◆ **Task goal**: Could you reproduce the stretch of the listing from the line containing "If you could pick out the black coat" through the line containing "(1004, 505)", replacing "place a single dot" with "put one marker" and leaving everything else unchanged? Return only those lines.
++++++++++
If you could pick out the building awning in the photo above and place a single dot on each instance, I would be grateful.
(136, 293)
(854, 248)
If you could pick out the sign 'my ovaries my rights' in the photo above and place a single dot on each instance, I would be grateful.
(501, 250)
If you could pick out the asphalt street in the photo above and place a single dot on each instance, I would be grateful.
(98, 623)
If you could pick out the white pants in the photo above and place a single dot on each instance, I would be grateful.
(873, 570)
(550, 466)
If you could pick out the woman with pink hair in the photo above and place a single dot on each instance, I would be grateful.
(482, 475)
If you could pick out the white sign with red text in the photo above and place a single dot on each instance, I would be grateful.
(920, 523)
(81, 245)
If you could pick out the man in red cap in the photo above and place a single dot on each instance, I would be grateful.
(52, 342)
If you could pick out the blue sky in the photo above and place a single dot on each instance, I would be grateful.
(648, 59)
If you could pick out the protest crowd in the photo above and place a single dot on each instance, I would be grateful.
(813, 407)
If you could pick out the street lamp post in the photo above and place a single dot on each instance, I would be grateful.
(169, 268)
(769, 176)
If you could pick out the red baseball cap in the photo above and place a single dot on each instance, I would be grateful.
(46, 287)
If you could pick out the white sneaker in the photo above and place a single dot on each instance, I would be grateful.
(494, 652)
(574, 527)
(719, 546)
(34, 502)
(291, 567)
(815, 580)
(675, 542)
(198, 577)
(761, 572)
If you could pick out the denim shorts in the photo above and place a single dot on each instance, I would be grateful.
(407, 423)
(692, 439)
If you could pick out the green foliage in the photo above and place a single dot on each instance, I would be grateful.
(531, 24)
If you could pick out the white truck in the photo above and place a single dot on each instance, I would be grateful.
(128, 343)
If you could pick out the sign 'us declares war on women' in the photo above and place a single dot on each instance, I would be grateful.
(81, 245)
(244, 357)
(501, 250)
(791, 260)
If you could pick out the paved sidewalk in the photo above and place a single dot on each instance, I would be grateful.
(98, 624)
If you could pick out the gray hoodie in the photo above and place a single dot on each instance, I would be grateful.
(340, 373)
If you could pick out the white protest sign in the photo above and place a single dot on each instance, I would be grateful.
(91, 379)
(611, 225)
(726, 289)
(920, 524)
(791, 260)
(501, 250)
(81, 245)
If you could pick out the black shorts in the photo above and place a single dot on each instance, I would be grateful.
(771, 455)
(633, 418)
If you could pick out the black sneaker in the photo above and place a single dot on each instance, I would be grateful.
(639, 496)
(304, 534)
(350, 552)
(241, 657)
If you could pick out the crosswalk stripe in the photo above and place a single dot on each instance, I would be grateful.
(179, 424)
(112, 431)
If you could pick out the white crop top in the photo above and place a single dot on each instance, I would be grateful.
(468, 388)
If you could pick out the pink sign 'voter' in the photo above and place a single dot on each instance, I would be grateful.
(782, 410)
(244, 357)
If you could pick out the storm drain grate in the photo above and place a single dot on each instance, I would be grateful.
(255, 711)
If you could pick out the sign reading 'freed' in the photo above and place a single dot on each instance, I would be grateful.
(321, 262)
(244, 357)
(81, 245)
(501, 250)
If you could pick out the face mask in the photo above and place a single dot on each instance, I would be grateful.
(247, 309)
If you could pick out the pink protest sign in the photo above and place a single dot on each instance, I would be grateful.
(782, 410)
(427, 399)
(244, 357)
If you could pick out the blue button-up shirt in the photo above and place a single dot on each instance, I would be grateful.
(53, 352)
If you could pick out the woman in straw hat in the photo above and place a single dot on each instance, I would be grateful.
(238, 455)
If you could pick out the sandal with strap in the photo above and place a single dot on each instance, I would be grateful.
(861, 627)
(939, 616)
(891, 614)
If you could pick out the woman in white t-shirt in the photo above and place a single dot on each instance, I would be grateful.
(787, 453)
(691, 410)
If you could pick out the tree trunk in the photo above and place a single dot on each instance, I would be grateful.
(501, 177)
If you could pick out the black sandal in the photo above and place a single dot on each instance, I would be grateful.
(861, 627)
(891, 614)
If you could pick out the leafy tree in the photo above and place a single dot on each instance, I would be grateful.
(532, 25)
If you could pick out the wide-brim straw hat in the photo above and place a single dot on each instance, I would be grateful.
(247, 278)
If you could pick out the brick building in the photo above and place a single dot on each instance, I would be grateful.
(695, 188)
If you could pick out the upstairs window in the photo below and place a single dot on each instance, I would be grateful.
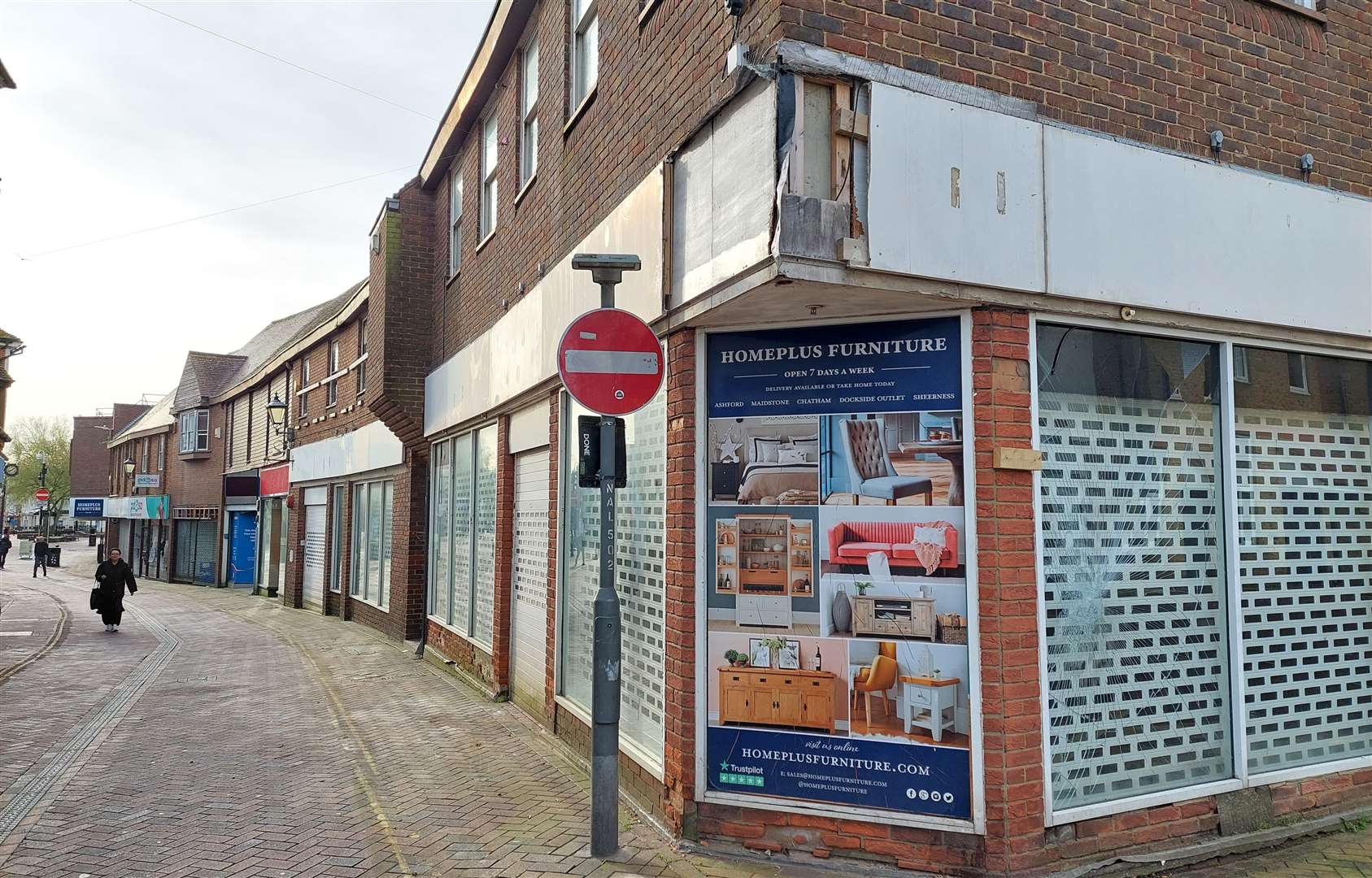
(490, 141)
(585, 50)
(333, 391)
(455, 219)
(195, 431)
(529, 115)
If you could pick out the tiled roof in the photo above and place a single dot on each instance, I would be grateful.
(281, 333)
(157, 416)
(203, 377)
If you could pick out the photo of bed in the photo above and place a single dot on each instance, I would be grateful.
(770, 461)
(892, 460)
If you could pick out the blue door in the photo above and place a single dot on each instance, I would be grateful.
(242, 548)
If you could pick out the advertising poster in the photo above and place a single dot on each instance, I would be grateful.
(837, 593)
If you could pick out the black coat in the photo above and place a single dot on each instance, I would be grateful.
(113, 576)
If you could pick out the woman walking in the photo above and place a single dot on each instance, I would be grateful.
(111, 576)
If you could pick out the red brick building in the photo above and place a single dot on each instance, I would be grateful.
(355, 489)
(1004, 505)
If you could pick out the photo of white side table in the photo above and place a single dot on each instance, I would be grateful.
(926, 698)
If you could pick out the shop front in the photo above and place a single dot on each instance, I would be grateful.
(137, 527)
(273, 511)
(837, 642)
(241, 534)
(195, 545)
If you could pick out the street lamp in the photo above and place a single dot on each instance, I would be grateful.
(276, 411)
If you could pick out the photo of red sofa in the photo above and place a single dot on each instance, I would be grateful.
(851, 542)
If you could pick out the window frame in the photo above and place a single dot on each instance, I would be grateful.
(1238, 685)
(529, 115)
(1304, 387)
(1240, 373)
(188, 427)
(305, 389)
(331, 393)
(361, 353)
(581, 92)
(487, 215)
(455, 220)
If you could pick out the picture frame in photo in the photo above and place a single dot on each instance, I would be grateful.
(759, 654)
(788, 658)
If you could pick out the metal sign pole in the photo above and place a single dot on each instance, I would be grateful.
(605, 658)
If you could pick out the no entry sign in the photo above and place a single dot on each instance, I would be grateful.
(611, 361)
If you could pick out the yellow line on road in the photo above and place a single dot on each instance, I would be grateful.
(341, 712)
(51, 642)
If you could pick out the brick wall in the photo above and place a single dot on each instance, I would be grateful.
(657, 80)
(88, 459)
(679, 714)
(1278, 83)
(351, 409)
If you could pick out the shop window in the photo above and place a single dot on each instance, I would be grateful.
(483, 592)
(372, 542)
(463, 554)
(1134, 568)
(1304, 479)
(641, 518)
(441, 542)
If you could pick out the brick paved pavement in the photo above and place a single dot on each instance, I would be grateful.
(249, 740)
(1338, 855)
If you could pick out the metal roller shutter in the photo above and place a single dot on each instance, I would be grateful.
(530, 582)
(315, 519)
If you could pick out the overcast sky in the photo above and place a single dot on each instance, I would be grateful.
(125, 120)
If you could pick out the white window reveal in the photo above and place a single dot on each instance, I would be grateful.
(490, 145)
(529, 115)
(333, 393)
(455, 219)
(585, 51)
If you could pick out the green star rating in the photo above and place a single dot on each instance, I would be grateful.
(741, 780)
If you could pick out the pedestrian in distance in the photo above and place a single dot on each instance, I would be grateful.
(40, 556)
(107, 597)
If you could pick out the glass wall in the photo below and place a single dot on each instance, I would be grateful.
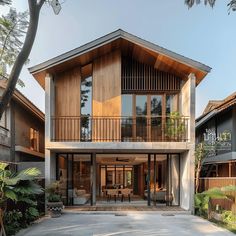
(144, 116)
(141, 119)
(73, 173)
(127, 120)
(86, 108)
(156, 117)
(116, 176)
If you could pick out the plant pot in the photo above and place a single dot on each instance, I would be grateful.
(54, 209)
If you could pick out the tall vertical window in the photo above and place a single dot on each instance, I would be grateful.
(141, 119)
(156, 119)
(171, 103)
(127, 120)
(86, 108)
(127, 105)
(86, 96)
(3, 120)
(34, 139)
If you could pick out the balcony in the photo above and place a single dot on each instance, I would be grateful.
(119, 129)
(5, 137)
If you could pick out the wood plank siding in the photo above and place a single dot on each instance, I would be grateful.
(107, 96)
(67, 104)
(140, 77)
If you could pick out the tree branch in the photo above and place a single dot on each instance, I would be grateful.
(34, 10)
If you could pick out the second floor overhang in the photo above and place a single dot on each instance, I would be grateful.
(129, 45)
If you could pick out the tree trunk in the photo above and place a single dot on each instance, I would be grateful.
(198, 170)
(34, 9)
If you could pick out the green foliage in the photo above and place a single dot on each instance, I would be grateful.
(228, 217)
(18, 188)
(175, 126)
(201, 202)
(200, 153)
(12, 221)
(54, 198)
(202, 199)
(231, 4)
(53, 191)
(13, 28)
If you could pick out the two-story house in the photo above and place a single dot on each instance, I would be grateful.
(22, 132)
(120, 115)
(219, 117)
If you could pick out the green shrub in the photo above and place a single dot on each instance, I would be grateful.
(54, 198)
(228, 217)
(12, 221)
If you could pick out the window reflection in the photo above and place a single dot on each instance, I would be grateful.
(156, 119)
(86, 108)
(141, 105)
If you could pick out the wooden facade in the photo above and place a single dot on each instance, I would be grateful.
(112, 75)
(137, 77)
(107, 96)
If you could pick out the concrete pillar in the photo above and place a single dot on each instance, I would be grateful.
(187, 159)
(50, 167)
(93, 179)
(49, 107)
(148, 181)
(50, 160)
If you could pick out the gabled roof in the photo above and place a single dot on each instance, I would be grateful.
(162, 58)
(215, 107)
(25, 102)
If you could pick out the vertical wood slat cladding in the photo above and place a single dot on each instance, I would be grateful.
(136, 76)
(67, 104)
(107, 95)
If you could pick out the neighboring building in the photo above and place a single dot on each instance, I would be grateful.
(108, 125)
(219, 116)
(22, 132)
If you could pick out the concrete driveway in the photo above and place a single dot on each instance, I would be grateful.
(124, 224)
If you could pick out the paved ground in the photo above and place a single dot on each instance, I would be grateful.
(124, 224)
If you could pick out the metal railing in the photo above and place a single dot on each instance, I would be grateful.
(120, 129)
(5, 137)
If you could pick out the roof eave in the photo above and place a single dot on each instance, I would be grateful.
(109, 38)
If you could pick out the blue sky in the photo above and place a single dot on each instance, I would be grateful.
(201, 33)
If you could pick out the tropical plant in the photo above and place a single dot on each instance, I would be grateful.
(175, 126)
(203, 200)
(200, 154)
(17, 187)
(53, 191)
(54, 204)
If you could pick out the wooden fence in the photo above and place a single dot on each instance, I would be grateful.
(207, 183)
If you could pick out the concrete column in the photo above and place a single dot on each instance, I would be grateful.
(148, 181)
(50, 167)
(93, 179)
(187, 105)
(49, 107)
(187, 180)
(50, 160)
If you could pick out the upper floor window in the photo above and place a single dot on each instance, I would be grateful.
(34, 139)
(86, 96)
(3, 120)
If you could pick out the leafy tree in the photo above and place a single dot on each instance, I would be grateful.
(17, 187)
(200, 155)
(13, 28)
(190, 3)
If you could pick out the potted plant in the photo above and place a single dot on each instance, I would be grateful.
(54, 203)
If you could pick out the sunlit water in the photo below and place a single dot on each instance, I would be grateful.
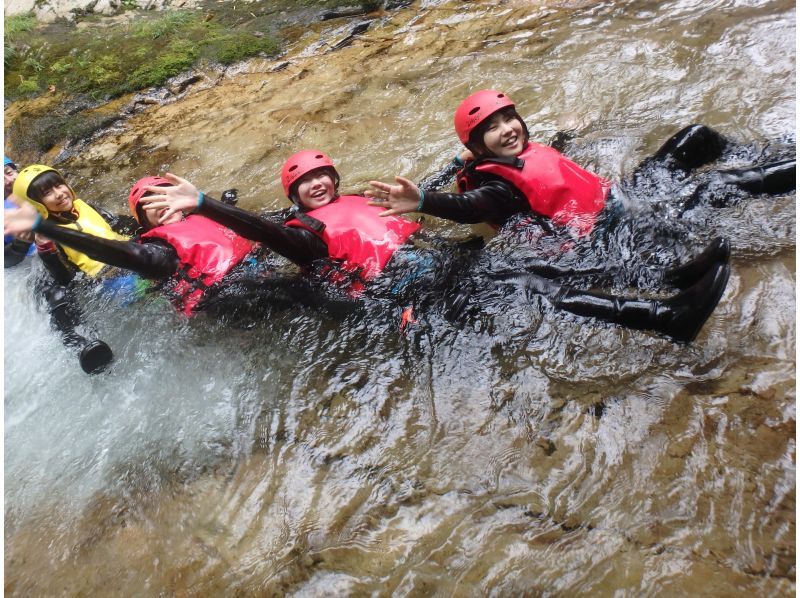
(518, 451)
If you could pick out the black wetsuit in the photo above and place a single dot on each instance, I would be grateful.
(252, 285)
(495, 200)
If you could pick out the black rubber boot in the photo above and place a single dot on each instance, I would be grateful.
(680, 317)
(775, 178)
(685, 275)
(772, 179)
(689, 148)
(94, 355)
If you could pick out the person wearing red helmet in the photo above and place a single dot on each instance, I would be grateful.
(353, 244)
(507, 173)
(191, 258)
(342, 230)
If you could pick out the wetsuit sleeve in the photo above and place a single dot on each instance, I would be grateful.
(15, 252)
(55, 264)
(124, 225)
(151, 260)
(299, 245)
(494, 201)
++++++++++
◆ **Written solution**:
If you could pick out the black coat in the photo above and put one marker on each instance, I would be grateful.
(113, 576)
If you could pick out the woman walking in the photo above and put one marker on each instance, I would be grateful.
(111, 576)
If you could pick out the red brick building in the photo above and put one marker on each instance, I would be grateful.
(355, 489)
(1004, 505)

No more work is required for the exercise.